→ Stated task:
Nothing should be left out: output all of the entries exactly.

→ Records provided:
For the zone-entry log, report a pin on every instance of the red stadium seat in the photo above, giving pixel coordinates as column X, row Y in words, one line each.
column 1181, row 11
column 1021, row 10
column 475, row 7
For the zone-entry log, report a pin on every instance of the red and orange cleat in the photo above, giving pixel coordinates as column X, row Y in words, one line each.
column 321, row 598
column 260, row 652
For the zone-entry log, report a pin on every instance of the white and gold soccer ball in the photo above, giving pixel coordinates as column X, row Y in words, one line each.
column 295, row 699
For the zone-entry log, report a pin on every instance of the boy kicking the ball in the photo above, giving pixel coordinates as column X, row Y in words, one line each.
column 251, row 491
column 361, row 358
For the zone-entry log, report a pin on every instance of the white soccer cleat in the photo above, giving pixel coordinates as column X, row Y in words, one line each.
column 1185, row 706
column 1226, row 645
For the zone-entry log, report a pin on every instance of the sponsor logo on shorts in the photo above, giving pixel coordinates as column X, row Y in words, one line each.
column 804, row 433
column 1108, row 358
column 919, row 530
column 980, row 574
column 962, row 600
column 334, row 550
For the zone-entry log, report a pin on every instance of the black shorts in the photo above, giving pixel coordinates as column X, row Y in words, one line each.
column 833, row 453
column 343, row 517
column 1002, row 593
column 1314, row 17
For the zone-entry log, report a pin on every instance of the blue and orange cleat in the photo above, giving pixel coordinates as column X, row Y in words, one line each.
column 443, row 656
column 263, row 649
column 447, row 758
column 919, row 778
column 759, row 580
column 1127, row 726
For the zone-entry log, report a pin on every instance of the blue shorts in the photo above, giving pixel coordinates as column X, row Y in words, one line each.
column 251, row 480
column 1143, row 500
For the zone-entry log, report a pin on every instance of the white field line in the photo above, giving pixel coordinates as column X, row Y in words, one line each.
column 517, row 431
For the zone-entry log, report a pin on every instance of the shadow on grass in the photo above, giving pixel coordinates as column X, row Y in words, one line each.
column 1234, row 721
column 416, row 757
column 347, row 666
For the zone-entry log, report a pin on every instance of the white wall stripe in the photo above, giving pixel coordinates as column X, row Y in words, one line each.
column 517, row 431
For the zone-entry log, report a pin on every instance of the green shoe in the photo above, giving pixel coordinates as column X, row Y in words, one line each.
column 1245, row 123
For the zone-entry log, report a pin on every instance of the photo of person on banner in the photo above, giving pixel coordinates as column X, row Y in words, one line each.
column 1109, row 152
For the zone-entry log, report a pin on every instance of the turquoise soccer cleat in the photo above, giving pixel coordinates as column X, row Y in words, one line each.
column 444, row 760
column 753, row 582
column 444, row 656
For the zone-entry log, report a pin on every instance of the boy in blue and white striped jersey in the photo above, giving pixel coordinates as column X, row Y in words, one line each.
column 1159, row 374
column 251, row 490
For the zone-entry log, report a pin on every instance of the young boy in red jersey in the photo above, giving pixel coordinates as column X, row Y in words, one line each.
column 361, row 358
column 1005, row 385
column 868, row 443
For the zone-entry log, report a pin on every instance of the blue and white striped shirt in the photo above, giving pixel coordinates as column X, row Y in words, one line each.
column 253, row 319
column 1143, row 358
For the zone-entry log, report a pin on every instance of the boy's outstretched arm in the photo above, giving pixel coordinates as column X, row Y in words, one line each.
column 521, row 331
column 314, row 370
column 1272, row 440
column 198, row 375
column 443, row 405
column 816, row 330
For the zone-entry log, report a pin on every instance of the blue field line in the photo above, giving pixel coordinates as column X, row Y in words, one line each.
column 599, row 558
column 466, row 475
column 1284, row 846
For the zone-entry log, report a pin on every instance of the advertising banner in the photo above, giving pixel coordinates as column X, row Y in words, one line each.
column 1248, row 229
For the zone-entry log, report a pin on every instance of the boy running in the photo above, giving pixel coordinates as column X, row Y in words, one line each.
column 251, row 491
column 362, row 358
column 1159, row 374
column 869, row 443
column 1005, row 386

→ Result below:
For the zone-entry log, report a pin on every instance of the red stadium seat in the photo above, giving pixel coordinates as column X, row Y in words, one line each.
column 1181, row 11
column 1021, row 10
column 475, row 7
For the zone-entry log, report a pin on every instance of the red and orange cleat in the photo above, giving pixel coordinates as column X, row Y in words, one line each.
column 321, row 598
column 260, row 652
For the zone-entry log, report a pin on every instance of the white and gold soccer ball in the photo above, giving pixel coordinates as column X, row Y in words, one line each.
column 295, row 699
For the zone-entry log, report a pin on every instance of the boy kicking the ball in the photo above, giving pixel coordinates as column X, row Y in words, one line each.
column 251, row 491
column 361, row 358
For the zone-entry log, report a pin on every instance of the white soccer cleat in the photo above, giving pixel coordinates as column X, row Y in words, one line each.
column 1185, row 706
column 1226, row 645
For the zone-entry log, report a pin on every instance of the sponsor logo on shorts in the photo above, giving pixel coordinates as column X, row Y in words, one line each.
column 804, row 433
column 1108, row 358
column 919, row 530
column 980, row 574
column 962, row 600
column 334, row 550
For the zone-entry log, report a pin on every instance of the black shorts in the photo above, giving pixel coordinates as column X, row Y in words, one line each.
column 833, row 453
column 343, row 517
column 1002, row 593
column 1314, row 17
For the zone-entry log, report a pin on every instance of the blue and orange cleat in the photo above, giving pixel coordinates as column X, row Y in words, one line each.
column 443, row 656
column 263, row 649
column 447, row 758
column 919, row 778
column 759, row 580
column 1127, row 726
For the zone-entry log, report a pin on every instance of the blue shorts in the photo above, giving pixel coordinates as column X, row Y in words, one line each.
column 251, row 480
column 1143, row 500
For the zone-entry log, report a pin on every instance of the white field line in the photo above, giving pixel coordinates as column X, row Y in words, one line each.
column 517, row 431
For the zone-entry log, report a pin on every instance of the shadow on grass in the photo above, giving pixel coordinates as column X, row Y in words, one line each.
column 1234, row 721
column 416, row 757
column 347, row 666
For the zone-entry log, report a pin on every instance of the white wall stripe in the photo above, giving pixel coordinates as column X, row Y in words, one line each.
column 517, row 431
For the zone-entry log, report a pin on every instance of the green shoe in the photo above, giving pixel coordinates as column X, row Y in words, one line each.
column 1245, row 123
For the zone-entry log, report a pin on every instance of the photo of person on banner in the photo above, giving pixel coordinates as column X, row Y in words, one line each.
column 1109, row 152
For the zone-entry log, report a pin on every instance of the turquoise soccer cleat in the photo above, giving pixel coordinates as column X, row Y in words, one line each.
column 444, row 760
column 753, row 582
column 444, row 656
For the zone-entry log, report a pin on every instance of the boy in blue and white striped jersey in the photo above, giving pixel coordinates as column X, row Y in words, one line each.
column 1159, row 374
column 251, row 490
For the zone-entry log, report a pin on every instance of the young boy in red jersey in the photo above, giving pixel coordinates as column X, row Y in words, one line each.
column 361, row 358
column 1005, row 385
column 868, row 443
For the zone-entry log, report a pin on every instance of the blue and white striped shirt in the photo above, giving pixel coordinates as column X, row Y in words, one line each.
column 253, row 319
column 1143, row 358
For the zone-entry log, report a pin on every instance of the boy's outstretched arm in the photo above, giving pixel coordinates as column X, row Y in words, one line each.
column 521, row 331
column 314, row 370
column 1272, row 440
column 198, row 375
column 443, row 405
column 816, row 330
For the zone-entry log, report a pin on every instance of the blue field line in the photo above, giving pixel coordinates as column X, row Y in words, one line each.
column 599, row 558
column 466, row 475
column 1284, row 846
For the zone-entry log, report a pin on every instance of the advertising banner in the photo above, giving pixel coordinates as column X, row Y in words, one line each.
column 1248, row 229
For the zone-entry log, report a pin on every instance of the boy running in the photo above, giving pixel coordinates as column X, row Y in words, one line each.
column 251, row 491
column 362, row 358
column 1159, row 374
column 869, row 443
column 1005, row 386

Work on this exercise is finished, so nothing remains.